### Your tasks
[A] List every single capital letter that the parenting passage uses in place of a person's name.
[B] Pick up the parenting passage where it stops and keep writing.

### Document passage
M recently turned 3 and demanded a
rocket cake. My mother made the cake and I made a rocket (in the car en route
to the party) which P devised to stand above the cake so that we could launch M
into three. M appreciated the countdown and decided the chocolate stained
cardboard rocket, which had his name and an astronaut drawn inside it, was his
favourite birthday present.
M has slowly been easing out of an
admittedly imaginative expletive habit. When he realized he would be in “calm
down time” every time he swore, he started to defend himself by stating that it
was not him, but rather his toys that were the foul-mouthed culprits. I decided
to put his toys into time-out. M became distressed at this as it worked just as
effectively as putting him in time-out, as he was prevented from playing with
his toys. It only took one lesson however for M to change his tactic and place
me in a pickle. The next time he swore, he explained, with an exploding smile
and to his brother’s chagrin, that it was his brother’s toys that needed
time-out for their foul mouths. I stunted M’s ebullient grin in anticipation of
his double victory, by informing him that his brother’s toys must have heard M
swear too much so that he was not to share his brother’s toys. This seemed to
do the trick as M’s swearing has dissipated (and thank God it’s still in
Serbian so no one in preschool can understand).
We like to boogie in our household.
Every so often, we have a pajama party and put on tunes after bath time. The
other week I decided that L was ready for his first choreography which
consisted of a single eight count. I inserted a clap between moves and had him
move the opposite leg to the opposite arm. In about twenty minutes, L had got
the choreography, which I thought was not only a good physical exercise but a
fantastic mental exercise. Moving appendages concomitantly in different
directions to a beat and remembering the routine over and over flexes a
different part of your brain. Unfortunately, M became embittered because he
could not follow. I have to be more careful in how I teach L to do things that
M is not yet ready to do in front of M because M suffers, not understanding the
developmental difference between him and his brother. M peers over at tasks that
his brother can do far quicker and better, loses patience with what he perceives
is his frailty and then aggressively attempts to trump his brother’s success
with a titanic tantrum that takes our attention away from L. He’s also been
furiously correcting people that term him L’s “little brother”, exclaiming that
he is not “little”. We have learnt that we have to separate L and M when L is attending
to tasks that they cannot do together so that M’s confidence does not falter.
M's tantrums can be quite spectacular.

### Raw data

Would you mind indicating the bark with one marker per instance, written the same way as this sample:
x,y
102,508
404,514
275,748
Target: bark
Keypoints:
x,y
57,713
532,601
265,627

### Answers to the exercise
[A] M, P, L

[B]
“I’m mad at you! I don’t love you anymore! I will throw you in the garbage
truck!” he would ululate and then crescendo into a final cry before his
departure “I don’t like this! I am walking away!” The only way to
calm M down when he is in such a brood is to wait out until he is eased into a
milder mood – which thankfully does not take longer than a few minutes (I have
also found that counting calmly to 10 for M to follow my direction works quite
well at times, albeit it abjectly failed with L, who would get more incensed). When
calm, we can proceed to lay out the kimochis and he picks up “mad” and “disappointed”
and explains that he was frustrated I told him, for instance, that he had to
stop playing with his trains because we had to go somewhere. “Why did you tell
me you would put me in the garbage?” I asked. M shrugged. “I was mad at you.” I
asked him what we put in garbage trucks. “Garbage” he answered, his gaze
averted as he digested his previous behavior and realized he over-stepped. “Am
I garbage?” I continued to ask calmly. M shook his head. “I’m sorry mama. I was
mad and only pretending.” I explained to M that words hurt. Slowly, he is learning
to only state his feelings and not say hurtful things, albeit he continues to be
irascible and have a Plinian eruption every so often and he continues to want
to calm himself down, whether from anger, fear or sadness. He looks up at me
and declares “I don’t want to cry anymore!” And just like that, with one
determined exhale, he pushes out his negative feelings, centres himself and regains
his composure.
Unfortunately, M’s friends have
introduced him to a new found love of super heroes. “I love Bat Man!” he exclaims.
“He fights and saves the world!” This is discouraging. Super heroes are problematic.
They teach kids to solve problems with violence and promote conflict rather
than consensus. The super hero does not have a super mind but uses his or her super
physical powers to solve problems. The super hero fights a Manichean battle
against a malicious villain whom the kids are taught is inherently “evil”, not
that the super hero is facing an opposing party who is making villainous choices.
Thus, the super hero genre teaches children that fighting is the answer to
solve their problems and that there are “good” people and “bad” people- and of course
children internalize that they are “good” and must “fight” and therefore not
even try and comprehend the “other” “bad” side. This mindset engenders a xenophobic
aspect, for it’s the ability not to comprehend the inherent complexity and
contingency of people’s actions that leads to the breakdown in our societal relations.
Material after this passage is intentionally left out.